* _GIVEN INSTRUCTION_:
Quote the listing word for word, from its first line through the line that contains "(596, 83), (671, 344)", including both of those lines. Leave the pictures out of your answer.

-=-=-

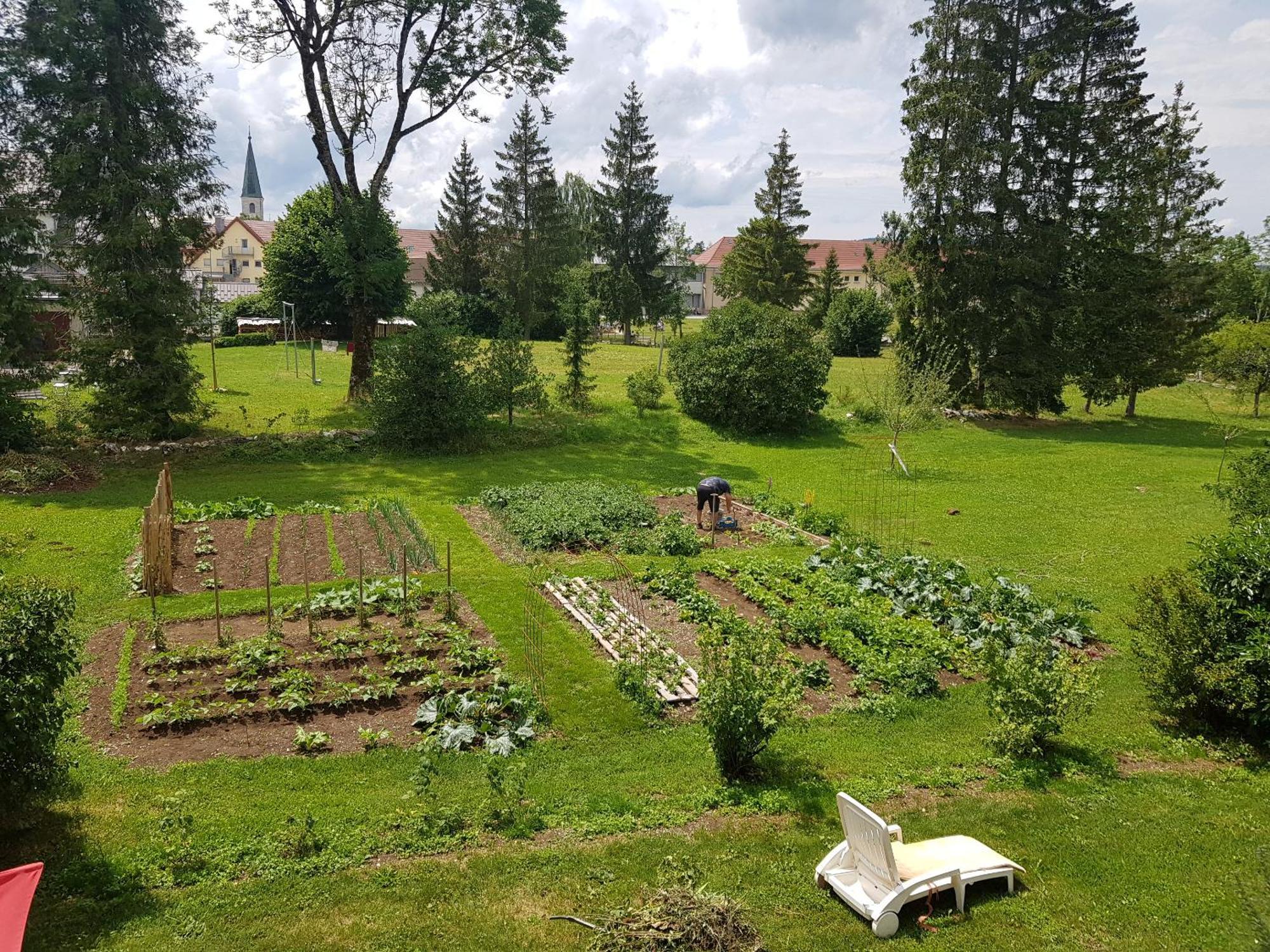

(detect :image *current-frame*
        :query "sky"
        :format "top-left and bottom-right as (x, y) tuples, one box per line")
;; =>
(185, 0), (1270, 245)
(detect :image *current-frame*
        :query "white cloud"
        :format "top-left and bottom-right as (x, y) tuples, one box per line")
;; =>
(187, 0), (1270, 242)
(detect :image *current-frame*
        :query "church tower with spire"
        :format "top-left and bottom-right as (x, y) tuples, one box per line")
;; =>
(243, 129), (264, 218)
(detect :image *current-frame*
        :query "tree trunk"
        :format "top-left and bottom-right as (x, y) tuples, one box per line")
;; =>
(348, 306), (376, 400)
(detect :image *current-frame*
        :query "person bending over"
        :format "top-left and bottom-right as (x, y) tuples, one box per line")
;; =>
(697, 476), (732, 529)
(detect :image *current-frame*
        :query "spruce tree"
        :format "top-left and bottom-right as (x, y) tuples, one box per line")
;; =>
(5, 0), (222, 439)
(596, 83), (671, 343)
(556, 264), (599, 410)
(489, 100), (561, 338)
(754, 129), (810, 237)
(715, 129), (815, 307)
(806, 248), (846, 327)
(427, 138), (488, 296)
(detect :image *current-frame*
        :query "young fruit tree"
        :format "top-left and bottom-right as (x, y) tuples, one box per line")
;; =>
(215, 0), (569, 399)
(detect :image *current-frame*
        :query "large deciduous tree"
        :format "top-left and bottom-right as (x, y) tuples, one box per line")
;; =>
(3, 0), (222, 439)
(489, 102), (563, 336)
(216, 0), (569, 397)
(596, 83), (671, 344)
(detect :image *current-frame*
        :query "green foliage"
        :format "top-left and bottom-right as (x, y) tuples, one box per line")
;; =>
(1210, 448), (1270, 523)
(171, 496), (278, 523)
(480, 480), (657, 551)
(596, 83), (671, 340)
(824, 288), (892, 357)
(476, 320), (547, 426)
(982, 637), (1093, 757)
(0, 578), (79, 802)
(1204, 321), (1270, 416)
(697, 613), (803, 781)
(626, 367), (665, 416)
(1130, 519), (1270, 740)
(370, 307), (485, 451)
(715, 217), (812, 308)
(556, 260), (599, 410)
(667, 301), (833, 433)
(216, 331), (276, 350)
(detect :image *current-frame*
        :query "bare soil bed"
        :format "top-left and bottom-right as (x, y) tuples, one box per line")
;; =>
(83, 598), (497, 768)
(171, 512), (390, 594)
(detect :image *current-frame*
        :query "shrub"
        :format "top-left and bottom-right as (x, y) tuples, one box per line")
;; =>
(1130, 519), (1270, 739)
(1210, 448), (1270, 523)
(698, 613), (803, 781)
(667, 300), (833, 433)
(824, 288), (890, 357)
(480, 480), (657, 550)
(0, 579), (77, 793)
(626, 367), (665, 416)
(216, 331), (274, 348)
(983, 638), (1093, 757)
(370, 302), (485, 449)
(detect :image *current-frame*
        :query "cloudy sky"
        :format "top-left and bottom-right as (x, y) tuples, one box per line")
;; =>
(187, 0), (1270, 244)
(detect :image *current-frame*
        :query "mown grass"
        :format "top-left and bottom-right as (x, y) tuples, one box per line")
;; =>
(0, 345), (1270, 949)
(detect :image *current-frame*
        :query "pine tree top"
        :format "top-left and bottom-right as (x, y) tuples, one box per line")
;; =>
(754, 129), (810, 237)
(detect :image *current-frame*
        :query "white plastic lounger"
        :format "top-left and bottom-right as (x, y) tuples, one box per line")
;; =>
(815, 793), (1025, 939)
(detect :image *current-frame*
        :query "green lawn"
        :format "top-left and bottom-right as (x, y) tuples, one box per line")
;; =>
(0, 344), (1270, 949)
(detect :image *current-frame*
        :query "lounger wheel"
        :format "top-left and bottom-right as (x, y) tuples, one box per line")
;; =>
(874, 913), (899, 939)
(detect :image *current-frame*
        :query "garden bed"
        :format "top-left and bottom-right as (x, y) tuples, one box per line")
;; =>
(84, 583), (532, 767)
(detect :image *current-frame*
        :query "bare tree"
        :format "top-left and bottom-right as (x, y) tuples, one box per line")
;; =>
(212, 0), (570, 399)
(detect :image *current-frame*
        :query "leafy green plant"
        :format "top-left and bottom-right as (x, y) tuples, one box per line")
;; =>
(110, 625), (137, 730)
(291, 725), (330, 757)
(982, 637), (1093, 757)
(697, 613), (803, 781)
(480, 480), (657, 550)
(0, 576), (79, 792)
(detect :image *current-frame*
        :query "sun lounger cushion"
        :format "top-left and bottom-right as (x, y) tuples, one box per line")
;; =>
(890, 836), (1024, 880)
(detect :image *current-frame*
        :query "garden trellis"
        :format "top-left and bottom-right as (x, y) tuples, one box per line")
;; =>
(141, 463), (173, 595)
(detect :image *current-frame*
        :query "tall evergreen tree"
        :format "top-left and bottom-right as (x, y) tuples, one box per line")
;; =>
(754, 129), (810, 237)
(489, 100), (561, 338)
(806, 248), (847, 327)
(596, 83), (671, 343)
(715, 129), (815, 307)
(5, 0), (222, 439)
(425, 138), (488, 294)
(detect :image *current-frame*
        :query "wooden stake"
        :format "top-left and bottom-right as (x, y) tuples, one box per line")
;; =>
(212, 562), (221, 645)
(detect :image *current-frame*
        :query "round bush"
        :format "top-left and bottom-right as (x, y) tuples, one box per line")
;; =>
(667, 298), (833, 433)
(824, 288), (890, 357)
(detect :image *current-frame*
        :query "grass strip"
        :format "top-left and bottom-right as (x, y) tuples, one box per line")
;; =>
(269, 513), (282, 585)
(110, 625), (137, 727)
(321, 513), (344, 579)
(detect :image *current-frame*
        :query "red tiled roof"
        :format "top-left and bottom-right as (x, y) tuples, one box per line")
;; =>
(692, 235), (886, 272)
(237, 218), (436, 258)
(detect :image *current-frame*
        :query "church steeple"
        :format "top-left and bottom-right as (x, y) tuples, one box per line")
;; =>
(243, 129), (264, 218)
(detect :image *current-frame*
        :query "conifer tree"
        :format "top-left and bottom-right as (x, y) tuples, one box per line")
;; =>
(427, 138), (488, 296)
(556, 264), (599, 410)
(4, 0), (222, 439)
(806, 248), (846, 327)
(489, 100), (561, 338)
(754, 129), (810, 237)
(596, 83), (671, 343)
(715, 129), (814, 307)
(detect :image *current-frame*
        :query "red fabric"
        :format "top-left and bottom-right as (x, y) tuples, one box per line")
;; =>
(0, 863), (44, 952)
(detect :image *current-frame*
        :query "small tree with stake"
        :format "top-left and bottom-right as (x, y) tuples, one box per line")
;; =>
(478, 320), (546, 426)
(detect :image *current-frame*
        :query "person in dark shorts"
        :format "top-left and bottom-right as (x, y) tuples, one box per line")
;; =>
(697, 476), (732, 529)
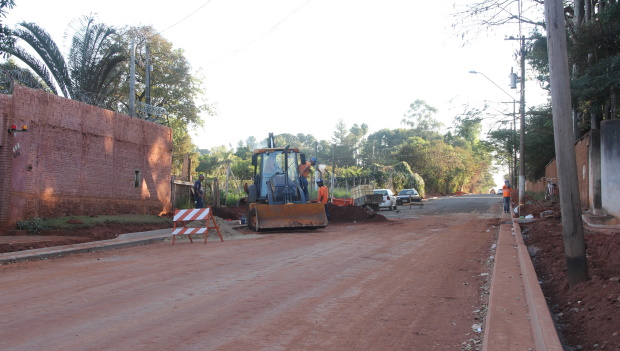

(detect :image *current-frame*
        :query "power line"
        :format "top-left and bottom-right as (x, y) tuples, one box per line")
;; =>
(151, 0), (213, 37)
(207, 0), (312, 66)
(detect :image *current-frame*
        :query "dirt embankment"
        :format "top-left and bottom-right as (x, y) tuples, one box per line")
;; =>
(522, 202), (620, 350)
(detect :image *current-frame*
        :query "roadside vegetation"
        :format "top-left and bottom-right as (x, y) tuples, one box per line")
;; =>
(17, 214), (172, 234)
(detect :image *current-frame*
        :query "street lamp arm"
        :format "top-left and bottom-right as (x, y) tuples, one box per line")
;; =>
(469, 71), (517, 101)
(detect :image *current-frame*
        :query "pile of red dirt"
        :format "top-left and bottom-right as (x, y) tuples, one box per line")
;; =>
(327, 204), (388, 224)
(521, 209), (620, 350)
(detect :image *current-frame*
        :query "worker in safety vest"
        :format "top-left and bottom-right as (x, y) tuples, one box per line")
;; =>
(502, 180), (512, 213)
(316, 179), (329, 219)
(297, 157), (316, 202)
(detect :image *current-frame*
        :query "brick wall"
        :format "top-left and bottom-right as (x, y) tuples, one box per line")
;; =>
(0, 86), (172, 232)
(525, 133), (590, 208)
(0, 94), (13, 231)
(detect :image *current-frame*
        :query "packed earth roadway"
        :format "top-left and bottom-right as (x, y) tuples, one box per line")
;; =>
(0, 195), (619, 350)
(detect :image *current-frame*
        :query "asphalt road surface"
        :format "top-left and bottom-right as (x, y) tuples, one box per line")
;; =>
(0, 195), (501, 351)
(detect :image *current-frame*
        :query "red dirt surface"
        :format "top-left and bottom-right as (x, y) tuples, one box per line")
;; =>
(0, 213), (499, 351)
(521, 202), (620, 350)
(0, 204), (387, 253)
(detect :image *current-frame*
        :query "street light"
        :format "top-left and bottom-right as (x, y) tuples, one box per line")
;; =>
(469, 71), (525, 208)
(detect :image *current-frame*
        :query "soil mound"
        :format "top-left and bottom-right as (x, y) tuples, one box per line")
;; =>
(327, 204), (388, 223)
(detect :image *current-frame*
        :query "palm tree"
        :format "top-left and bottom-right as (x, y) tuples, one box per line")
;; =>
(11, 15), (127, 107)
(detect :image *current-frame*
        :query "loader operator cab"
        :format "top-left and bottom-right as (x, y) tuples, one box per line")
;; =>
(248, 147), (306, 205)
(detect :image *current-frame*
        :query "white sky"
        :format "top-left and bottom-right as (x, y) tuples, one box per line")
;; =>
(5, 0), (546, 187)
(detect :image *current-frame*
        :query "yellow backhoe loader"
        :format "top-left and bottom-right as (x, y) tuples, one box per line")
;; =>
(247, 133), (327, 232)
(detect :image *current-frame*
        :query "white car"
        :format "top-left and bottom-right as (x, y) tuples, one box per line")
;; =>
(373, 189), (396, 211)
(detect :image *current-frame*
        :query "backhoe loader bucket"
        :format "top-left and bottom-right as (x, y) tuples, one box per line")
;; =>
(248, 203), (327, 231)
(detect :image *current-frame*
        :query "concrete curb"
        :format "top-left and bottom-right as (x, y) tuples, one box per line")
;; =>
(483, 214), (563, 351)
(512, 219), (563, 351)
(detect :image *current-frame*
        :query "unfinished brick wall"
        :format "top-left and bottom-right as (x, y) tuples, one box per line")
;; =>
(0, 87), (172, 232)
(0, 94), (13, 231)
(525, 133), (590, 208)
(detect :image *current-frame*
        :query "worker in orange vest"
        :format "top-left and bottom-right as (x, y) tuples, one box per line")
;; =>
(297, 157), (316, 202)
(502, 180), (512, 213)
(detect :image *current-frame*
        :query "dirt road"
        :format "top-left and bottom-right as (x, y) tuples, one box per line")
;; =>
(0, 196), (500, 351)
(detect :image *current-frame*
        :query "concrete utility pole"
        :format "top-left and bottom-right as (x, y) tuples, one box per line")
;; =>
(129, 39), (136, 117)
(545, 0), (588, 288)
(519, 36), (525, 215)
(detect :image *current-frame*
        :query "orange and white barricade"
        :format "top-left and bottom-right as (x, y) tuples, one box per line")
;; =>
(172, 207), (224, 245)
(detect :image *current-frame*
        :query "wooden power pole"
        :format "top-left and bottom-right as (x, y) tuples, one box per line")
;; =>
(545, 0), (588, 288)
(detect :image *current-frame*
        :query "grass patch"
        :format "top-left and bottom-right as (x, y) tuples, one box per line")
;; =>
(32, 214), (172, 230)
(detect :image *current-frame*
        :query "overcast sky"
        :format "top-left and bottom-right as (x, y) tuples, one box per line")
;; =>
(5, 0), (545, 157)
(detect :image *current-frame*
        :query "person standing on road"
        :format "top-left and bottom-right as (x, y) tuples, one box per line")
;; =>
(502, 180), (512, 213)
(316, 179), (329, 220)
(297, 157), (316, 201)
(194, 174), (205, 208)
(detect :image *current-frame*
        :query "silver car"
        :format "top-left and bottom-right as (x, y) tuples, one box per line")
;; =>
(373, 189), (396, 211)
(396, 188), (422, 205)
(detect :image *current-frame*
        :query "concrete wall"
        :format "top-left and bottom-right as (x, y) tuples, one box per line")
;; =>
(0, 86), (172, 230)
(601, 119), (620, 218)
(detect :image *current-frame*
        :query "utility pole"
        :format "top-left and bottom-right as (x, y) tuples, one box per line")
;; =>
(545, 0), (588, 288)
(129, 39), (136, 117)
(519, 35), (525, 215)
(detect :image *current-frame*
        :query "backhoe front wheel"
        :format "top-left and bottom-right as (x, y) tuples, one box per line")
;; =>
(248, 208), (258, 232)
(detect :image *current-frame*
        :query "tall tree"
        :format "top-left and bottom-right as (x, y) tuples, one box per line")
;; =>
(0, 0), (15, 57)
(10, 16), (127, 107)
(402, 100), (443, 140)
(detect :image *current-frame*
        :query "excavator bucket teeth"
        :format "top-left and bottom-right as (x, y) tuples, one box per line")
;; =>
(248, 203), (327, 231)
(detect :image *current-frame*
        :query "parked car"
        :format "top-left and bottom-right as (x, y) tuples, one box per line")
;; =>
(373, 189), (396, 211)
(396, 189), (422, 205)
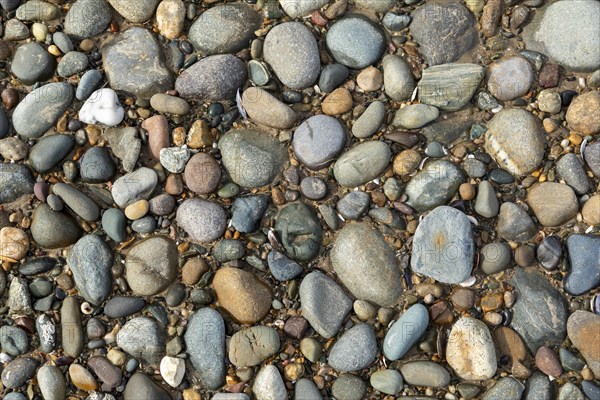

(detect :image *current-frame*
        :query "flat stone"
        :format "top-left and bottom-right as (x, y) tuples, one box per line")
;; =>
(418, 63), (485, 111)
(330, 223), (402, 307)
(299, 271), (352, 339)
(485, 108), (545, 176)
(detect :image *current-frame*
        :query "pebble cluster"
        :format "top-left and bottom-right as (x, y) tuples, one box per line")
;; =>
(0, 0), (600, 400)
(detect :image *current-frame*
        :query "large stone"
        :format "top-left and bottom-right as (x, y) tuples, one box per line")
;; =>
(330, 223), (402, 307)
(485, 108), (546, 176)
(219, 129), (288, 188)
(511, 268), (568, 354)
(523, 0), (600, 71)
(102, 27), (173, 99)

-=-=-

* _SOLUTION TO THIS TASK_:
(detect :image *current-frame*
        :query "sky"
        :format "top-left and bottom-right as (x, y) tuples, one box per line")
;; =>
(185, 0), (1270, 245)
(detect :image *current-frame*
        :query "white cloud"
        :format "top-left and bottom-right as (x, y) tuples, one box per line")
;; =>
(187, 0), (1270, 242)
(detect :image *current-frame*
        :query "church tower with spire"
        :format "top-left and bottom-right as (x, y) tuples, one box per line")
;; =>
(243, 129), (264, 218)
(detect :image *current-frame*
        :query "tree trunk"
        :format "top-left and bottom-right as (x, y) tuples, one box per line")
;; =>
(348, 306), (376, 400)
(detect :image *current-frame*
        :query "person bending over"
        :format "top-left and bottom-right as (x, y) tuples, one box per line")
;; =>
(697, 476), (732, 529)
(detect :image *current-frame*
        :query "spruce tree"
        :format "top-left and bottom-right as (x, y) tuples, one box per line")
;; =>
(5, 0), (222, 439)
(596, 83), (671, 343)
(556, 264), (599, 410)
(489, 100), (561, 338)
(754, 129), (810, 237)
(715, 129), (815, 307)
(806, 248), (846, 327)
(427, 138), (488, 296)
(detect :image *current-frame*
        :query "young fruit tree"
        :format "top-left and bottom-right as (x, y) tuples, one box per line")
;; =>
(215, 0), (569, 399)
(detect :image *current-frame*
        :query "large deciduous tree"
        :format "top-left and bottom-right as (x, y) tuples, one box per line")
;; =>
(3, 0), (222, 439)
(489, 102), (563, 336)
(216, 0), (569, 397)
(596, 83), (671, 344)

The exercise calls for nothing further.